Литмир - Электронная Библиотека

“Боже, помоги, – восклицает он, – я оставлен всеми! О жестокая судьба, о неумолимый рок, мое ужасное состояние никогда, никогда не кончится! Нет другого спасения, как бежать отсюда, только таким образом ты вернешься снова на вершину твоего искусства, здесь же ты погрязнешь в пошлости. Еще одну симфонию, и затем бежать, бежать, бежать. О Ты, которому нет имени, услышь, услышь меня, Твоего несчастного, несчастнейшего смертного”.

Это настроение выразилось в сонате (ор. 106). В первой части ее Бетховен на “вершине своего искусства”; в адажио слышится его воззвание к Божеству.

Когда наконец после долгой и упорной борьбы композитор сделался единственным опекуном племянника, в нем внезапно проснулась вся его врожденная, неудовлетворенная нежность. В нем началась новая, мирная внутренняя жизнь: он всей душой отдался “сыну”, как он называл племянника, и его собственная личная жизнь точно совершенно исчезла.

“Все, что есть жизнь, да будет посвящено великому и пусть будет святилищем искусства! – пишет он в дневнике. – Это твоя обязанность перед людьми и перед Ним, Всемогущим. Только так ты еще раз можешь явить то, что скрыто в тебе. Маленькая часовня, – моя песнь, сочиненная в ней и в ней исполненная во славу Всемогущего, Вечного, Бесконечного, – пусть так протекут мои последние дни...”

Здоровье Бетховена пошатнулось, мысль о смерти стала приходить ему в голову; но дух его работал неустанно. “Плох тот человек, который не умеет умереть, – говорит он. – Конечно, для искусства я еще очень мало сделал”, и на замечание, что едва ли можно сделать больше, прибавляет, точно про себя: “У меня совсем новые замыслы!” Бетховен “замышлял” тогда свою девятую симфонию, но предварительно отдался работе, которая более соответствовала состоянию его духа.

- - -

* _УСЛОВИЕ ЗАДАНИЯ_:
Напишите продолжение текста о Бетховене, начиная сразу после его последнего предложения.

- - -

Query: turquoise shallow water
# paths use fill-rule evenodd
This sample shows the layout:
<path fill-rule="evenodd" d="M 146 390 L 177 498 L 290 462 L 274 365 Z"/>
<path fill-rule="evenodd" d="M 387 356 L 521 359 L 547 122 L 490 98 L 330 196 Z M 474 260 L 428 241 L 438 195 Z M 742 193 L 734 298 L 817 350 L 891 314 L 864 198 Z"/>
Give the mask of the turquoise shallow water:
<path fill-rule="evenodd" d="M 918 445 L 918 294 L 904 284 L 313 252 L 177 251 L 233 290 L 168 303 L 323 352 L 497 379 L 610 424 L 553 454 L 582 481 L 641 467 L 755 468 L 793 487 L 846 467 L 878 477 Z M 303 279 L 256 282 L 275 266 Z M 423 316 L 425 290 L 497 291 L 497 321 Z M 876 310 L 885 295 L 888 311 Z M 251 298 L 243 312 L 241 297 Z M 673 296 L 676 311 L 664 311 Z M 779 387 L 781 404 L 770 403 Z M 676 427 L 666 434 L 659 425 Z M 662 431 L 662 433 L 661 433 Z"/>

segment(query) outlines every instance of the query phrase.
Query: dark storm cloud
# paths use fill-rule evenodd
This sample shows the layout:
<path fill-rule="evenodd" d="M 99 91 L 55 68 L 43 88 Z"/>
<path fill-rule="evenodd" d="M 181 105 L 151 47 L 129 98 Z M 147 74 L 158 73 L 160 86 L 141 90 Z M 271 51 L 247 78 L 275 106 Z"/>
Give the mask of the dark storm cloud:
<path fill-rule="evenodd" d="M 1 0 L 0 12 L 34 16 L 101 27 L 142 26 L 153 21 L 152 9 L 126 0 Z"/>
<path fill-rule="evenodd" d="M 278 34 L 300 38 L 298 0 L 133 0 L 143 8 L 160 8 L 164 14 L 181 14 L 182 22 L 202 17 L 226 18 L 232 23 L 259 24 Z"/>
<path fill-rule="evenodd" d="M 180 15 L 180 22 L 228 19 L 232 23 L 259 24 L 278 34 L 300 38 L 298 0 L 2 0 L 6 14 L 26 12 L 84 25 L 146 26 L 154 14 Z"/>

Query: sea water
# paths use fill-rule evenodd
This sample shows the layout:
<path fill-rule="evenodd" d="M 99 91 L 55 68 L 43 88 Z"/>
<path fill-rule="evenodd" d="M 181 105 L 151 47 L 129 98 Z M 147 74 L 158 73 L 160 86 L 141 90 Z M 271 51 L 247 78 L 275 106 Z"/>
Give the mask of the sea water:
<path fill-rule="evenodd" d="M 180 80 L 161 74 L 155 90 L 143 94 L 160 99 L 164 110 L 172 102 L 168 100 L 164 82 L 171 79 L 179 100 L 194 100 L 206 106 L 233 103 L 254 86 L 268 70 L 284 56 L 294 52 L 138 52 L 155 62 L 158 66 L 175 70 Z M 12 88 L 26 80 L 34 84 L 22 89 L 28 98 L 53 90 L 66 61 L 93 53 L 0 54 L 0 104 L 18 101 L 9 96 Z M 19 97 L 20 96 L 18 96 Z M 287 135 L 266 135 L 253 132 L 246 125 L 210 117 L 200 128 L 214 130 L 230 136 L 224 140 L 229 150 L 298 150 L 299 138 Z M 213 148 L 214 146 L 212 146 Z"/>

- - -

* _ВЫПОЛНЕННОЕ ЗАДАНИЕ_:
Он решился написать для своего ученика, эрцгерцога Рудольфа, по поводу праздника посвящения его в архиепископы в Ольмюце, торжественную обедню. Это была та “песня”, которую он хотел писать для “маленькой часовни во славу Всемогущего”: эрцгерцог собирался сделать Бетховена своим капельмейстером в Ольмюце. Бетховен с жаром принялся за работу, требовавшую большого напряжения сил: ему приходилось бороться с установившейся формой, а главное, с текстом, который, с одной стороны, вмещал великие мысли, с другой – мешал свободному полету творческой фантазии. Через четыре года страшного труда возникла эта “Missa solemnis”[8] (op. 123), по выражению Бетховена, его “совершеннейшее произведение”, – конечно, подобно “Фиделио”, совершеннейшее в смысле тех усилий и того напряжения, которых оно ему стоило.

Все время, пока Бетховен творил это колоссальное произведение, он находился в состоянии какого-то особого экстаза, полнейшей отчужденности от всего земного. Он иногда подолгу неподвижно лежал под деревом, глядя в небо. “Нравственный закон в нас и звездное небо над нами!” – пишет он в одной из тех тетрадей, к которым приходилось теперь, при усилившейся глухоте его, прибегать для разговоров с ним. “С самого начала работы все существо его точно преобразилось, – замечает друг его Шиндлер, – он казался совсем сумасшедшим, когда писал фугу и “Benedictus”. И эта фуга – “Et vitam venturi” (“И жизни будущего века”) – является высшей точкой произведения: представление о вечности бытия было одним из глубочайших верований Бетховена. В “Benedictus” (“Благословен грядый во имя Господне”) он как бы ясно видит спускающуюся сверху благодать, дающую животворную помощь и подкрепление.

“Когда я вспоминаю его тогдашнее состояние величайшего возбуждения, – пишет Шиндлер, – я должен сознаться, что никогда: ни до, ни после того времени, – не замечал у него ничего подобного”. Шиндлер вместе с другими приятелями посетил однажды Бетховена в Бадене, где он любил жить и сочинять, блуждая целые дни по лесам. Приятели пришли к нему около четырех часов дня и уже у двери услыхали, что он занят своей фугой. Бетховен пел, выл, топал ногами. Они долго слушали эту “почти невыносимую музыку”, как вдруг дверь отворилась и на пороге появился Бетховен с совершенно искаженным лицом. Он имел такой вид, как будто только что выдержал борьбу не на жизнь, а на смерть. “Вот так хозяйство, – воскликнул он, – все разбежались, а я со вчерашнего дня ничего не ел!” Он проработал накануне до полуночи, обед остался нетронутым, а прислуга его ушла из дому.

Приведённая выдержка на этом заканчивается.